◆ **Text segment**
- Opening Delimiter -

They travel with their principals, flown in on military transports, swept by advance teams, and parked in secure garages until the moment they’re needed.

That the British monarch trusts his life to a German sedan and not a British one tells you everything about where the armored vehicle market actually sits.

BMW has been building bulletproof cars since the late 1970s, starting with the E23-generation 733 High Security. Nearly five decades later, the company is deep into development of a facelifted 7 Series Protection based on the updated G70, expected to launch in 2027. The current car already stops 7.62x51mm NATO armor-piercing rounds in the body panels and withstands 7.62x54R sniper rounds in its VPAM 10-rated glass.

The floor and roof survive multiple hand grenade detonations.

These aren’t aftermarket bolt-on jobs. BMW constructs the Protection models at its Dingolfing plant around what it calls a Protection Core — an armored steel safety cell integrated from the first weld. That’s the critical distinction between a factory-armored vehicle and the sketchy retrofits available on the gray market.

You either build it right from the ground up or you don’t.

The penalty for all that security is staggering weight. The outgoing 760i Protection tips the scales at 3,965 kilograms — nearly 8,740 pounds, roughly double a standard luxury sedan. The electric i7 Protection is even more grotesque: 4,900 kg, or 10,802 pounds. At that mass, you’re not driving a car. You’re piloting a vault.

The facelifted model will carry VR9 certification standard, with optional VPAM 10 for clients who need maximum civilian protection. Features include a self-sealing fuel tank, automatic fire extinguisher, intercom system, fresh-air supply for chemical attacks, and PAX run-flat tires that keep rolling with zero pressure. The doors function as emergency exits because the three-inch-thick armored glass makes them too heavy to pull shut by hand, so they close automatically.

- Closing Delimiter -

◆ **Entries shown**
- Opening Delimiter -

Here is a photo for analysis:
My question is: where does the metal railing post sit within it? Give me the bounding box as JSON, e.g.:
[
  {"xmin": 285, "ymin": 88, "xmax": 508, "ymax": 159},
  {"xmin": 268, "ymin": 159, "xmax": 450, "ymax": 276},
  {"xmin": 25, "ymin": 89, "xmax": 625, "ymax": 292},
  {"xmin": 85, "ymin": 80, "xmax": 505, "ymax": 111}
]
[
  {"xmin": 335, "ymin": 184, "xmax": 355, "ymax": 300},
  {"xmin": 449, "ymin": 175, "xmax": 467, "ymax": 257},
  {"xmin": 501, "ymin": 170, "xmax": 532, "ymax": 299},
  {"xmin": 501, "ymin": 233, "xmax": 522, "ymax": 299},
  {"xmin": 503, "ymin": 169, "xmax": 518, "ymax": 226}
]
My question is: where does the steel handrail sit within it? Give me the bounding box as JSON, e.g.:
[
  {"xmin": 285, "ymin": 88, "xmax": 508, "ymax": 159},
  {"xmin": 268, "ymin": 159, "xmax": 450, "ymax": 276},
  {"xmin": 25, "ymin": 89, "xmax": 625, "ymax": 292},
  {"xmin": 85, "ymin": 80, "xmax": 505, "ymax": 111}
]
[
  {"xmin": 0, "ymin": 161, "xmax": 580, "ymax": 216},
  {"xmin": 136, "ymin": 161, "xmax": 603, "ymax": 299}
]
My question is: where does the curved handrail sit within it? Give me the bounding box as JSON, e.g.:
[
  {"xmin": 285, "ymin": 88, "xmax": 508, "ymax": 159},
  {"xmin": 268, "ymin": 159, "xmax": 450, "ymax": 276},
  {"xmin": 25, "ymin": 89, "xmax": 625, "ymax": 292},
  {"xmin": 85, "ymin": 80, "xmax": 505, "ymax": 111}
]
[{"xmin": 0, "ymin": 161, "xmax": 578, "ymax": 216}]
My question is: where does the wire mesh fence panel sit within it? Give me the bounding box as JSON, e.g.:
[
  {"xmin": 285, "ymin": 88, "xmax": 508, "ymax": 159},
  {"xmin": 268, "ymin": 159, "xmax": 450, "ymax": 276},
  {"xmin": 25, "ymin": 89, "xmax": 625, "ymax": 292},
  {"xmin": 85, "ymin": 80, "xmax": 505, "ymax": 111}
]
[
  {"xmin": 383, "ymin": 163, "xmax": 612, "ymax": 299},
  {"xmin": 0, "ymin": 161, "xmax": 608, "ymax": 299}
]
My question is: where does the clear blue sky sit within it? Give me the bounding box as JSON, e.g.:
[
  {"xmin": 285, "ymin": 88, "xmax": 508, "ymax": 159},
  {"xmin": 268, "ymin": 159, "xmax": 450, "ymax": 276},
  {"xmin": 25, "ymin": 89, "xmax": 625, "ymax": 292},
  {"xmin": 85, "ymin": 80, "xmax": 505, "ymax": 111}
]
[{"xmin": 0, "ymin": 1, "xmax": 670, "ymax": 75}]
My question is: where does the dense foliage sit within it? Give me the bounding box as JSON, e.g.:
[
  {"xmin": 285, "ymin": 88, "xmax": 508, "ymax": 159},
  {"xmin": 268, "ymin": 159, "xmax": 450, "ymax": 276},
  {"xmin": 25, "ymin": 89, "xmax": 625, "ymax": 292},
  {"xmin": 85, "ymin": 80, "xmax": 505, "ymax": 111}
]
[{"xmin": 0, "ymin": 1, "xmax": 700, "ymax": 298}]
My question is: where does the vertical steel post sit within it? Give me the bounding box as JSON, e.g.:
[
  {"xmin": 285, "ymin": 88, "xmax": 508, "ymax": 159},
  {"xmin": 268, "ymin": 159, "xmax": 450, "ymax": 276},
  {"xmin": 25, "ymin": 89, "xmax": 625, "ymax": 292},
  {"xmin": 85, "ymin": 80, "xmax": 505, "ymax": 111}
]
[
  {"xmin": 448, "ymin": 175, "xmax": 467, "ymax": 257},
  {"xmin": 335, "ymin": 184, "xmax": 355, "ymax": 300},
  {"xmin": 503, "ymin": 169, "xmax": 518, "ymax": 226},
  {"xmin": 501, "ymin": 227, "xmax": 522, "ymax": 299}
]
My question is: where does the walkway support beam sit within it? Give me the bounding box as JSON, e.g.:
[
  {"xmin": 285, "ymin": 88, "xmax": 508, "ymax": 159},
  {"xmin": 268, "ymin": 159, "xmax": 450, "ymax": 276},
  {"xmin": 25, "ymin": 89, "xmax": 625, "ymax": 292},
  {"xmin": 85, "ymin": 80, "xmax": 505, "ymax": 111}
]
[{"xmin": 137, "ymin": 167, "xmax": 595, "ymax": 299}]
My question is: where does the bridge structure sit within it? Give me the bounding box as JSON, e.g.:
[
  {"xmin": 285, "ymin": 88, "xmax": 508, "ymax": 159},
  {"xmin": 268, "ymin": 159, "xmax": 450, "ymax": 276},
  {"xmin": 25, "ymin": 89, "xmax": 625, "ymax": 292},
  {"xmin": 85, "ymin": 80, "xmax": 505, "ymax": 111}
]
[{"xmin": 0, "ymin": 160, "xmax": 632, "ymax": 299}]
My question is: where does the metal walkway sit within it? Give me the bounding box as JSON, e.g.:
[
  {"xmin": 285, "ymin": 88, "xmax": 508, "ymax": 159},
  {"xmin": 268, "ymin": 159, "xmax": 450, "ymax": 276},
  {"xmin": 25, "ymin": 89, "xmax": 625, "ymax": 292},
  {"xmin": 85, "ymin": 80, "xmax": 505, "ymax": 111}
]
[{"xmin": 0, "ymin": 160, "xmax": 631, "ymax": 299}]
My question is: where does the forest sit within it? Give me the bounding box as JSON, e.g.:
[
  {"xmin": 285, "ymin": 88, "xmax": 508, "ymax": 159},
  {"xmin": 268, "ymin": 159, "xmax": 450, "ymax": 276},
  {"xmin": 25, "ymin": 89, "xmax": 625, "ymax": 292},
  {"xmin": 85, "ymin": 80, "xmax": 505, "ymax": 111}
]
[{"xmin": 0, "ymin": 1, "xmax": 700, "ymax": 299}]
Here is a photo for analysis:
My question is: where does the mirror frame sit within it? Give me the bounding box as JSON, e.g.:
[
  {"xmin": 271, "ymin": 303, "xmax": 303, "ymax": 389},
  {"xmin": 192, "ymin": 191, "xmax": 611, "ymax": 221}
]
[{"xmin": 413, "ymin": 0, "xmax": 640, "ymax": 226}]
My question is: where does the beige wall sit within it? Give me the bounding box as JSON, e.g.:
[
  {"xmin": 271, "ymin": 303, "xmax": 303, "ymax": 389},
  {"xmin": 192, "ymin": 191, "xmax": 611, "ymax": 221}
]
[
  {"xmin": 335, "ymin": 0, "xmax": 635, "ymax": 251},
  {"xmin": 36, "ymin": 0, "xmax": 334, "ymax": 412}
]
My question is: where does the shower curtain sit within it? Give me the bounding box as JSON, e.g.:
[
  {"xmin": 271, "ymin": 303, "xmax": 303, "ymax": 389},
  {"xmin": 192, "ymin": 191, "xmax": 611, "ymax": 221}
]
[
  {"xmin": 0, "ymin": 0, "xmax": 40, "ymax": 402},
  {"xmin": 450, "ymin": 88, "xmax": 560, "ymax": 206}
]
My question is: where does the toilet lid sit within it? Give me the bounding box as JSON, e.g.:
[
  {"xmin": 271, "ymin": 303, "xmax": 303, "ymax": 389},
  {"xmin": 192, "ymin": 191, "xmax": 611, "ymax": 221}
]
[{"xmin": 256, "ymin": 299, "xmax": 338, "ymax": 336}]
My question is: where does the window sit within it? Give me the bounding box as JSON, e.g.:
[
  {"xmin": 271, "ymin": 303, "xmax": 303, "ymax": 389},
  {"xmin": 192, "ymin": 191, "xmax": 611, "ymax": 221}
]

- Closing Delimiter -

◆ **Aim of the exercise**
Continue the piece on BMW's armored 7 Series Protection sedans from its last sentence.

◆ **Task output**
One big change: the outgoing V8 won’t return in its current form. BMW plans to replace the 760i with an M Performance-branded M760 variant, so the gasoline Protection model will likely shift to that powertrain.

The electric version should benefit from BMW’s sixth-generation battery technology, which uses Rimac-assembled round cells offering 20 percent higher energy density. The previous i7 Protection managed only 236 miles of range. That number should climb meaningfully, though it won’t approach the standard i7 M70’s 426-mile WLTP figure. Physics doesn’t care about press releases.

BMW also recently won a major contract to supply Germany’s Federal Criminal Police with 7 Series Protection vehicles, beating both Mercedes-Benz and Audi for the business. That’s not a vanity deal. German federal police run their protection fleets hard and evaluate them ruthlessly.

Winning that bid is the most credible endorsement the car can get — more convincing than any royal motorcade photo.

The armored vehicle segment remains tiny in volume but enormous in strategic importance. It signals engineering credibility at the highest possible stakes. Mercedes has its Guard line, and Audi has competed, but BMW keeps winning the contracts that matter, from Berlin to Buckingham Palace.

When your car has to stop a sniper round and still drive away, marketing doesn’t matter. Only the steel does.